● Dataset entries
++++
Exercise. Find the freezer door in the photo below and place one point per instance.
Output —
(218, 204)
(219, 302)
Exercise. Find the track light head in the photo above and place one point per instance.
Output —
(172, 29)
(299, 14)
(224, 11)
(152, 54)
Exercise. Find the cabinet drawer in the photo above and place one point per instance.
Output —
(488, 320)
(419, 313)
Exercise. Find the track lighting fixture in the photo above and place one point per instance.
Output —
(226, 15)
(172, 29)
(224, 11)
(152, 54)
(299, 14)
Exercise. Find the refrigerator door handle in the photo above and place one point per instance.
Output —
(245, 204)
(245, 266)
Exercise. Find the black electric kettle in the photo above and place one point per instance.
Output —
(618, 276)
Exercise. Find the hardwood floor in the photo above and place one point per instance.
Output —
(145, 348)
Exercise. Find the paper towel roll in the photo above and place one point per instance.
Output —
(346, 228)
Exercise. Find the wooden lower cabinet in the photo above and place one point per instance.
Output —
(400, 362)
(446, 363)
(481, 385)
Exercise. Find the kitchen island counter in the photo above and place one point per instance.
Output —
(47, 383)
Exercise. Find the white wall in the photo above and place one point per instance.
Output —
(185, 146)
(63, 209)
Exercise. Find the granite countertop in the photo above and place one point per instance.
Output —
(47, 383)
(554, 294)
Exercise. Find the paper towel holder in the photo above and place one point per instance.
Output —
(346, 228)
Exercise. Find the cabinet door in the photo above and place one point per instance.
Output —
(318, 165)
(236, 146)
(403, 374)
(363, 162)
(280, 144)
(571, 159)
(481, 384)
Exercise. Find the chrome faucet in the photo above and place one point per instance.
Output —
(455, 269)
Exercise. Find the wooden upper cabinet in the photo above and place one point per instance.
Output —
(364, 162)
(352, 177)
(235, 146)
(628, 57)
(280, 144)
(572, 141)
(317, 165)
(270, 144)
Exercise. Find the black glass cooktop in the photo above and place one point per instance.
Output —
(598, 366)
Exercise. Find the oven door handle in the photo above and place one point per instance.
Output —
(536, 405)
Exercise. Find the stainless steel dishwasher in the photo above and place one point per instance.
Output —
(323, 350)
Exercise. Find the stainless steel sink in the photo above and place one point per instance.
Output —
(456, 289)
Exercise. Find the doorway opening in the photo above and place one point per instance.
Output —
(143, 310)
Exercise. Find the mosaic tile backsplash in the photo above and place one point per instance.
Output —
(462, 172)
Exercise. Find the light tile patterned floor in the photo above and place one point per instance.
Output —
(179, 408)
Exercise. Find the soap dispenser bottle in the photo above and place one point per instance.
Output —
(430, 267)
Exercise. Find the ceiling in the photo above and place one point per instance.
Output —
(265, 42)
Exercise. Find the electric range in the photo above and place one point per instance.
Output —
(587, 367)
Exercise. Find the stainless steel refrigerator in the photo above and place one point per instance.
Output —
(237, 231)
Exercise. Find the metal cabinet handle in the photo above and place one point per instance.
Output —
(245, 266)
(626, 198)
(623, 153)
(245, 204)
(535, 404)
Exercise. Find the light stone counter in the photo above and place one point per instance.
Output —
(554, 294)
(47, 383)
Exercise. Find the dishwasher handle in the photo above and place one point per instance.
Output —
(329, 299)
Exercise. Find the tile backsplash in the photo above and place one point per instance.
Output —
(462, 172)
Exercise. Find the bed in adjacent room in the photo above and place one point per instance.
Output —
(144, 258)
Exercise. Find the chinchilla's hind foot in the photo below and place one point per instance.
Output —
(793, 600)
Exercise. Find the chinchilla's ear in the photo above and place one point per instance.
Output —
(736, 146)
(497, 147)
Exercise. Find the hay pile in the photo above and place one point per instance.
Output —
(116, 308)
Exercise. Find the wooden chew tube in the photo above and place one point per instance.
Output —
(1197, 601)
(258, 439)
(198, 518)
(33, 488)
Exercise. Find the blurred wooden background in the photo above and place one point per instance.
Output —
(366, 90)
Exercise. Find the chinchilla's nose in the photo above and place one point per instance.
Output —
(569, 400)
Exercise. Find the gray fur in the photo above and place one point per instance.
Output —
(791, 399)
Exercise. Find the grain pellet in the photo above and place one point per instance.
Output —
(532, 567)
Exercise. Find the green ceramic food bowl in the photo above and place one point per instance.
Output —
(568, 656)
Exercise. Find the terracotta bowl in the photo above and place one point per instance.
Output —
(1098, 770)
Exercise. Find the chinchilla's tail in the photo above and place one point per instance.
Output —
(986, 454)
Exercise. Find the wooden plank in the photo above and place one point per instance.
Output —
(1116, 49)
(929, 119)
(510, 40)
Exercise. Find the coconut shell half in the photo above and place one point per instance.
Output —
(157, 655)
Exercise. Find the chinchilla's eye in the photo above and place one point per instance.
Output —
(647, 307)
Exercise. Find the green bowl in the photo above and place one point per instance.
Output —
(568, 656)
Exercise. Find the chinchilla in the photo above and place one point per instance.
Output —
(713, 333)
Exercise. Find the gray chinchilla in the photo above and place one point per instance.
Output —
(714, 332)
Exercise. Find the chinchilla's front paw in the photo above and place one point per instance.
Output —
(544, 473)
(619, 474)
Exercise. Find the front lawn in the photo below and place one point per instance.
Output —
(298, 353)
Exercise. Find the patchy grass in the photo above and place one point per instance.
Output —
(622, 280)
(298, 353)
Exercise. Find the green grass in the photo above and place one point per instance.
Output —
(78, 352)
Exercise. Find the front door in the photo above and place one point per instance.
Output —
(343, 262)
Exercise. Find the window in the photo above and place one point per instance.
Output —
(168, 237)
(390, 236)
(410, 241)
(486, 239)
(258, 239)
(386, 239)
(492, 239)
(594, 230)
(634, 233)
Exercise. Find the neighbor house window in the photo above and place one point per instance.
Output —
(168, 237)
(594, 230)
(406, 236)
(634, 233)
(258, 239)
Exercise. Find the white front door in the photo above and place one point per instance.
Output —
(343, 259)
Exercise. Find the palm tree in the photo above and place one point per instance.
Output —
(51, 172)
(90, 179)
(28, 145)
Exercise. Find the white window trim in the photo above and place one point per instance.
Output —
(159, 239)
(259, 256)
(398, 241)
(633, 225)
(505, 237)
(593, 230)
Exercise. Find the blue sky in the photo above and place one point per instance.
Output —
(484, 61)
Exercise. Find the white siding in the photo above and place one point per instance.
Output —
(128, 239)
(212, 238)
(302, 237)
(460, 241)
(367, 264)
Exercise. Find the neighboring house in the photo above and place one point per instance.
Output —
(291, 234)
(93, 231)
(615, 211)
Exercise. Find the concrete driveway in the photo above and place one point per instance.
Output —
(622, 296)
++++
● What is being asked
Repeat each record exactly. Omit nothing.

● Answer to this task
Exercise. Find the freezer door in the photo below and place one point per instance.
Output —
(218, 204)
(219, 302)
Exercise. Find the track light head in the photo above and place one point per instance.
Output —
(172, 29)
(299, 14)
(224, 11)
(152, 54)
Exercise. Find the cabinet drawer in the photo above and place one point per instance.
Output —
(488, 320)
(419, 313)
Exercise. Find the track lighting fixture in the photo above and place one point per instance.
Output —
(226, 15)
(172, 29)
(224, 11)
(152, 54)
(299, 14)
Exercise. Find the refrigerator door handle in the photo above and place one point per instance.
Output —
(245, 204)
(245, 266)
Exercise. Find the black electric kettle in the photo above and place one point per instance.
Output —
(618, 276)
Exercise. Find the hardwood floor in the photo above and place one point per instance.
Output —
(145, 348)
Exercise. Find the paper towel roll in the photo above and place one point per instance.
Output —
(346, 228)
Exercise. Find the wooden lower cabinet in the photo above and place one point per instance.
Output —
(400, 362)
(446, 363)
(481, 385)
Exercise. Find the kitchen island counter in the photo above and place one point per instance.
Output —
(47, 383)
Exercise. Find the white wall in the photo above and place one point per instance.
Output —
(185, 146)
(63, 209)
Exercise. Find the granite countertop in the photo above and place one point per instance.
Output —
(47, 383)
(554, 294)
Exercise. Find the paper towel holder in the photo above and place one point per instance.
Output —
(346, 228)
Exercise. Find the cabinet door in the photo above and place one point per instance.
Output —
(318, 165)
(236, 146)
(403, 374)
(363, 162)
(280, 144)
(571, 159)
(481, 384)
Exercise. Find the chrome faucet in the photo above and place one point per instance.
Output —
(455, 269)
Exercise. Find the wooden upper cabinet in the photo above and place one point per instance.
Output —
(364, 162)
(352, 177)
(235, 146)
(628, 57)
(280, 144)
(572, 141)
(317, 165)
(270, 144)
Exercise. Find the black glass cooktop in the photo above and place one point per instance.
Output —
(598, 366)
Exercise. Find the oven door handle in the photo above and place one point per instance.
Output —
(536, 405)
Exercise. Find the stainless steel dishwasher in the photo above and place one point per instance.
Output —
(323, 350)
Exercise. Find the stainless steel sink in the photo above and place one point per instance.
Output —
(456, 289)
Exercise. Find the doorway opening in the photo above and place one point per instance.
Output —
(143, 310)
Exercise. Find the mosaic tile backsplash in the photo above and place one point per instance.
Output —
(462, 172)
Exercise. Find the light tile patterned floor in the photo above and place one point per instance.
Output —
(179, 408)
Exercise. Find the soap dispenser bottle in the photo above and place one point per instance.
Output —
(430, 267)
Exercise. Find the ceiling in the photo above and place one point per instance.
Output —
(265, 42)
Exercise. Find the electric range in the photo above and place one point per instance.
Output —
(587, 367)
Exercise. Find the stainless steel refrigerator in the photo above and place one point per instance.
Output —
(237, 231)
Exercise. Find the metal cabinet handle in the photo above and place one point per instance.
Output —
(245, 266)
(626, 198)
(623, 153)
(245, 204)
(535, 404)
Exercise. Find the light stone counter in the photo above and place one point per instance.
Output —
(554, 294)
(47, 383)
Exercise. Find the dishwasher handle in the photo above and place one point per instance.
Output —
(329, 299)
Exercise. Find the tile backsplash in the photo above and place one point per instance.
Output —
(462, 172)
Exercise. Find the bed in adjacent room in the photo above and place one point per instance.
Output —
(144, 258)
Exercise. Find the chinchilla's hind foot in the photo below and place one point per instance.
Output —
(793, 600)
Exercise. Find the chinchilla's ear in the photo above and place one point per instance.
Output —
(736, 146)
(497, 147)
Exercise. Find the hay pile in the photo above and place one point per instance.
Output —
(116, 308)
Exercise. Find the wooden chew tube in the photo above and place one point per instance.
Output —
(1197, 601)
(258, 439)
(198, 518)
(33, 488)
Exercise. Find the blurred wooden background in the photo above and place one point per instance.
Output —
(366, 90)
Exercise. Find the chinchilla's nose in the photo above and place one point per instance.
Output —
(569, 400)
Exercise. Find the gray fur in the photo above and place one point per instance.
Output —
(791, 399)
Exercise. Find the grain pellet in the photo above and place one point per instance.
Output —
(532, 567)
Exercise. Find the green ceramic food bowl in the photo above and place one point per instance.
Output —
(568, 656)
Exercise. Find the terracotta bowl in the photo above and place one point per instance.
Output —
(1098, 770)
Exercise. Find the chinchilla's tail in the photo above and place one point per instance.
Output —
(986, 454)
Exercise. Find the wooden plank in the photo above and place one point per instance.
Output —
(1116, 49)
(929, 119)
(510, 40)
Exercise. Find the coconut shell half in the photo above and place one point per instance.
Output —
(157, 655)
Exercise. Find the chinchilla's eye in the photo above and place one point per instance.
Output —
(647, 307)
Exercise. Find the green bowl in the photo above and place one point per instance.
Output —
(568, 656)
Exercise. Find the chinchilla in the photo above and place one point per instance.
Output —
(713, 333)
Exercise. Find the gray chinchilla in the photo above and place one point per instance.
Output —
(714, 332)
Exercise. Find the chinchilla's front paw in the photo above and place one point per instance.
Output —
(544, 473)
(619, 474)
Exercise. Find the front lawn in the photo below and place one point per instance.
Output —
(298, 353)
Exercise. Find the patchy grass in the photo above and place one point per instance.
Output —
(622, 280)
(298, 353)
Exercise. Find the green grass in the photo above and place one point per instance.
Output —
(78, 352)
Exercise. Find the front door in the photo above and place one point per instance.
Output —
(343, 262)
Exercise. Find the window in the photo above and place one point per instance.
Output —
(168, 237)
(390, 236)
(410, 241)
(486, 239)
(258, 239)
(386, 239)
(492, 239)
(594, 230)
(634, 233)
Exercise. Find the neighbor house window in the photo above and place one point per instance.
Output —
(168, 237)
(594, 230)
(406, 236)
(634, 233)
(258, 239)
Exercise. Find the white front door in the photo above and place one point per instance.
Output —
(343, 259)
Exercise. Find the palm tree in the photo above and place one point per instance.
Output —
(51, 172)
(90, 179)
(28, 145)
Exercise. Find the white window trim in the photo above and place one point per instance.
Output —
(159, 239)
(259, 256)
(398, 241)
(633, 225)
(505, 237)
(593, 230)
Exercise. Find the blue sky in the photo above and place one point per instance.
Output —
(484, 61)
Exercise. Find the white siding in the photo above and place one point per instance.
Output —
(128, 239)
(212, 238)
(302, 237)
(460, 241)
(367, 264)
Exercise. Find the neighboring house in the photo above and place one point per instance.
Output —
(291, 234)
(93, 231)
(615, 211)
Exercise. Find the concrete driveway in the photo above and place one point per instance.
Output —
(622, 296)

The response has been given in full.